Selection
· · · ·

2. The sample calculations have sized the hypothetical CHP unit to meet the monthly average electrical demand and to meet a proportion of the heating in the winter and have a surplus of heating in the summer, which is wasted. The heat deficit in winter is made up by a central gas-fired backup boiler (40% of the heat). This assumption may have substantial repercussions on the final carbon emissions. There is however, the other possibility where the CHP is sized based on heating demand. Rather than plan for one large gas turbine CHP [which is of course very efficient at generating electricity] a set of smaller modulating CHPs would be able to provide a larger proportion of the annual heating demand rather than back-up boilers. For example, a CHP unit which provides for DHW could run throughout the year and smaller machines of different sizes could be installed depending on the demand for space heating. It is doubtful that all of the electricity requirement will be met by doing this but as more of the ‘waste’ heat is used for heating the system, it becomes more efficient on the whole. The economics of having CHPs working for shorter hours [<5000hr] would however, need to be investigated.

· · · ·

Position identification records

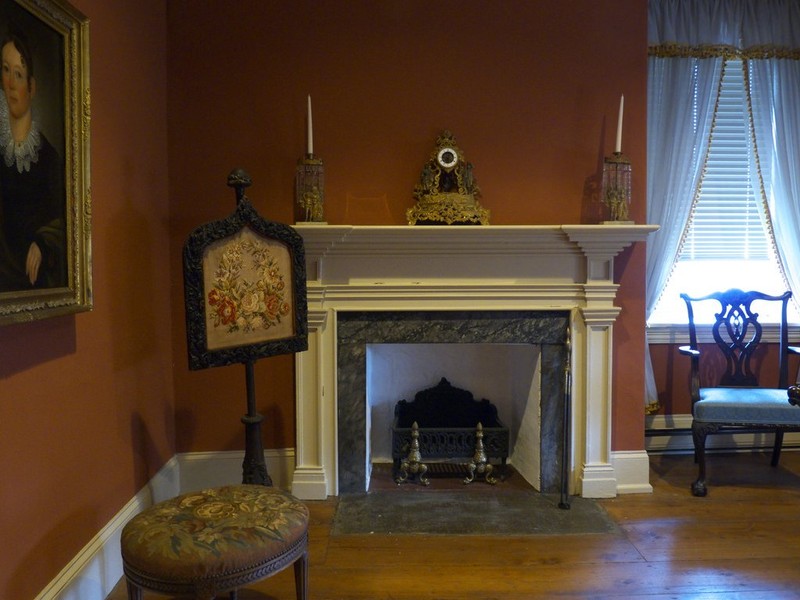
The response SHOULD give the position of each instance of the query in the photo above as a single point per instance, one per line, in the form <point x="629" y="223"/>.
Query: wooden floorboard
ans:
<point x="740" y="542"/>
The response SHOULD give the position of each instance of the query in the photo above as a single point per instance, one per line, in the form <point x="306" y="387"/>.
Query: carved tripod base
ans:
<point x="480" y="463"/>
<point x="412" y="465"/>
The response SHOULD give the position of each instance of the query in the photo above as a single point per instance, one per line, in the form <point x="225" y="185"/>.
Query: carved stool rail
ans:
<point x="216" y="540"/>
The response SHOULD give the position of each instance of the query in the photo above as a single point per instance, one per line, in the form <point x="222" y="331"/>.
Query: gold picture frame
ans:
<point x="244" y="287"/>
<point x="45" y="251"/>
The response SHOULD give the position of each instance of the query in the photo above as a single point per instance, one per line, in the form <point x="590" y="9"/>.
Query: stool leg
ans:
<point x="134" y="591"/>
<point x="301" y="576"/>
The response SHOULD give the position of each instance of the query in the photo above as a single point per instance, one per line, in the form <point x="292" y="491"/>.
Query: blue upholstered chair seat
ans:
<point x="739" y="400"/>
<point x="746" y="406"/>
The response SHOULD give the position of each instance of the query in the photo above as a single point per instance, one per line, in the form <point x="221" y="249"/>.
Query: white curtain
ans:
<point x="681" y="92"/>
<point x="687" y="42"/>
<point x="775" y="77"/>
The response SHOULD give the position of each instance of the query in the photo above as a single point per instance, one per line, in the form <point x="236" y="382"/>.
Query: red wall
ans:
<point x="530" y="90"/>
<point x="86" y="401"/>
<point x="94" y="404"/>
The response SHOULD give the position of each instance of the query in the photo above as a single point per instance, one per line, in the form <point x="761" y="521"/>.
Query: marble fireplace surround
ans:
<point x="563" y="269"/>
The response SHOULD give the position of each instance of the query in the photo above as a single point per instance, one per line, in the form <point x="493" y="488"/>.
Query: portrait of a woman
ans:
<point x="32" y="193"/>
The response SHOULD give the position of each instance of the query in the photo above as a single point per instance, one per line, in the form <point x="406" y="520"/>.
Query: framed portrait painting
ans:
<point x="45" y="208"/>
<point x="244" y="288"/>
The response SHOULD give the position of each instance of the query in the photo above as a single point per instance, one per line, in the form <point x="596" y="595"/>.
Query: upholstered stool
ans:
<point x="216" y="540"/>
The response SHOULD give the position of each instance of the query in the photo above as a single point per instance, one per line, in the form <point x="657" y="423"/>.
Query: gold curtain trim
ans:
<point x="724" y="50"/>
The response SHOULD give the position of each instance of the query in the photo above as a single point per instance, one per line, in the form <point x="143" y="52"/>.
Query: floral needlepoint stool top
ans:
<point x="216" y="540"/>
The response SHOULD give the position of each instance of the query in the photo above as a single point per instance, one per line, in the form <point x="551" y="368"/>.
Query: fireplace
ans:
<point x="522" y="284"/>
<point x="355" y="330"/>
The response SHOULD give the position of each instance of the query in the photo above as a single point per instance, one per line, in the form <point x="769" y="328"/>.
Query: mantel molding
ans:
<point x="338" y="245"/>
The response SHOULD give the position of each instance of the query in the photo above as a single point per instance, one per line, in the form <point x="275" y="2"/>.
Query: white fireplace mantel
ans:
<point x="434" y="268"/>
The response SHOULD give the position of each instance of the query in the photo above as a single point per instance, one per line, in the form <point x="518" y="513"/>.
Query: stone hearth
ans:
<point x="380" y="284"/>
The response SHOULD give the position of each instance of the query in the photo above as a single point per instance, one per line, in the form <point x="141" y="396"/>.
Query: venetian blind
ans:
<point x="727" y="222"/>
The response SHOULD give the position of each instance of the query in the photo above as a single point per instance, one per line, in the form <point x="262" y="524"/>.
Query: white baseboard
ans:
<point x="97" y="568"/>
<point x="632" y="468"/>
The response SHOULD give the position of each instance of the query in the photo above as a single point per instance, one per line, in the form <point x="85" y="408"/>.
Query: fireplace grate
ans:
<point x="447" y="417"/>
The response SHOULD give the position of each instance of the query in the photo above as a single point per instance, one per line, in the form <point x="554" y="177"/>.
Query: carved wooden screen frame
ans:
<point x="233" y="318"/>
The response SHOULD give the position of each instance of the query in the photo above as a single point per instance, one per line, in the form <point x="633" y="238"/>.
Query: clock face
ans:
<point x="447" y="158"/>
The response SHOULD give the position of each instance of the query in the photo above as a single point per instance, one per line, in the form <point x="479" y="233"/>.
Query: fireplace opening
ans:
<point x="529" y="354"/>
<point x="507" y="375"/>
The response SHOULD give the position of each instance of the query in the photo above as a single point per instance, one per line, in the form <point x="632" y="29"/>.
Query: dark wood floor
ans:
<point x="740" y="542"/>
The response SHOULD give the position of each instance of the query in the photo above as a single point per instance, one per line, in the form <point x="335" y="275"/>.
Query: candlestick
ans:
<point x="310" y="129"/>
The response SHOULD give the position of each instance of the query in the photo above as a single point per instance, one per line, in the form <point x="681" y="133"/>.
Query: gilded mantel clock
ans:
<point x="447" y="193"/>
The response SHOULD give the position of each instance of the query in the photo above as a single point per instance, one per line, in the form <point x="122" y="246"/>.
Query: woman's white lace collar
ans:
<point x="23" y="153"/>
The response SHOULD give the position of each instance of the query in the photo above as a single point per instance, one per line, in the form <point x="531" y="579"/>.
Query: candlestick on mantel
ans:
<point x="310" y="180"/>
<point x="310" y="145"/>
<point x="618" y="146"/>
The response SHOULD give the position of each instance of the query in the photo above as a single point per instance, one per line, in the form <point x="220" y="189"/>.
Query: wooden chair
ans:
<point x="738" y="401"/>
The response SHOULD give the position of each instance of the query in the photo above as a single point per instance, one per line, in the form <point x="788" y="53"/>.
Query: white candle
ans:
<point x="310" y="128"/>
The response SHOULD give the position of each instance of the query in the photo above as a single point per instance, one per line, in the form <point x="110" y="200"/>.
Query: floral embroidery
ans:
<point x="216" y="521"/>
<point x="239" y="304"/>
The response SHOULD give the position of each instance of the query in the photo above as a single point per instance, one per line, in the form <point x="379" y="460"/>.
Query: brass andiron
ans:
<point x="480" y="463"/>
<point x="413" y="464"/>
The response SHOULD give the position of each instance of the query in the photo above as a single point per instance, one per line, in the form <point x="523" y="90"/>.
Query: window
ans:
<point x="728" y="240"/>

· · · ·

What you need to do
1: According to the CHP passage, why would a set of smaller modulating CHPs make the system more efficient on the whole? Answer in one to three sentences.
2: Decide whether each statement agrees with the CHP passage. Answer yes or no, and quote the words that decide it.
(a) In the sample calculations, the winter heat deficit is covered by a central gas-fired backup boiler.
(b) The surplus heat produced in summer is stored for use in winter.
(c) The passage expects the smaller CHPs to meet all of the electricity requirement.
3: List every noun phrase in the CHP passage that contains the word "demand."

The responses
1: Smaller modulating CHPs could supply a larger share of the annual heating demand that would otherwise fall to back-up boilers. As more of the "waste" heat is used for heating, the system as a whole becomes more efficient.

2:
(a) Yes: "The heat deficit in winter is made up by a central gas-fired backup boiler (40% of the heat)."
(b) No: "have a surplus of heating in the summer, which is wasted."
(c) No: "It is doubtful that all of the electricity requirement will be met by doing this"

3:
1. the monthly average electrical demand
2. heating demand
3. the annual heating demand
4. the demand for space heating